So, as a consumer, what choice do I have? How can I impact the industry? Where do I go from here other than crawling under my fluffy duvet and crying out “I give up! What the hell are we supposed to eat?” You can bet your juicy July BBQ steak that I am not going back to the person I was before viewing these atrocities against animal and man on film.
So I decided to take control of my own eating habits. I will make slow changes for my family, but for myself, I am going for it. Here is my plan:
- First: Hit the market – local if possible – for some Organic fruits and veggies. Feeling as though I would need the fiber, I chose not to juice but to purchase a Nutribullet instead. I started blending up some chlorophyll-filled goodness on Monday. Kale, strawberry, flax, apple, carrot, walnuts, pineapple, cucumber, lemon and almonds have never tasted so good. I blended 3-4 times per day. I ate no meat, only beans and legumes. By Wednesday I had amazing amounts of energy and I no longer craved coffee, bread, sweets or milk. In fact, all of these things that I usually love to indulge in because they give me comfort almost made me nauseous to look at. By Sunday, I had lost 4 lbs.

[Dataset records]
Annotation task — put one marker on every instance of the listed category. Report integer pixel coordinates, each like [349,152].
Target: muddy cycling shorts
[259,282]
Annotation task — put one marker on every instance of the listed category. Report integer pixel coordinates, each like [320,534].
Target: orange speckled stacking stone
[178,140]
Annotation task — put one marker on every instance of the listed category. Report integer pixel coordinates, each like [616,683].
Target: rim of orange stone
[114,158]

What you have to do: Write the next part of the eating-plan text, picking up right after "By Sunday, I had lost 4 lbs." The data is unrelated to the eating-plan text and stands apart from it.

Written answer:
- Second: Yoga, yoga, yoga – Perhaps this is the true source of all my healthy thinking and awareness lately. 3 weeks ago I started practicing yoga 3-5 nights per week. I am stronger, more calm and I feel more in control of my body than when I began. Look out crow pose – I got you! The physical benefits are awesome but there is no denying the mindfulness that yoga brings. I remember one instructor asking us to recognize the differences in how our bodies felt, left side vs. right side. Acknowledging, but not judging. Experiencing, but not shaming. Wonderful life lessons.
- Third: Protect my family – I am lucky enough to have a lot of options here in the suburbs around Vancouver. I can access organic, grass-fed meats online for my carnivorous husband to enjoy, allowing my family to benefit from my knowledge but not forcing them to change. (All in good time). I can drive 5 minutes and visit a family owned farm selling vegetables that grew up from the ground looking very normal and imperfect. My kids don’t like the texture of my revved-up ‘smoothies’ and so I will have to consider starting them off with juicing. This will be a financial investment..but we are always better off paying now for what we put into our bodies instead of paying with our health later (trust me on this one).
- Fourth: Never forget – The strain on our food system has created where we are today. Chemically treated meat, genetically modified food, and fast-food that is killing us on every corner. How do we walk away from all the convenience? Easily done when we look at how sick people have become. Type 2 diabetes is rampant, cancer is always right next-door, auto-immune diseases are common (so-says the Celiac) and we are all desperate for more! More energy, more distractions, more everything!!! I propose less. Less toxins, less rush, less waste, less apathy.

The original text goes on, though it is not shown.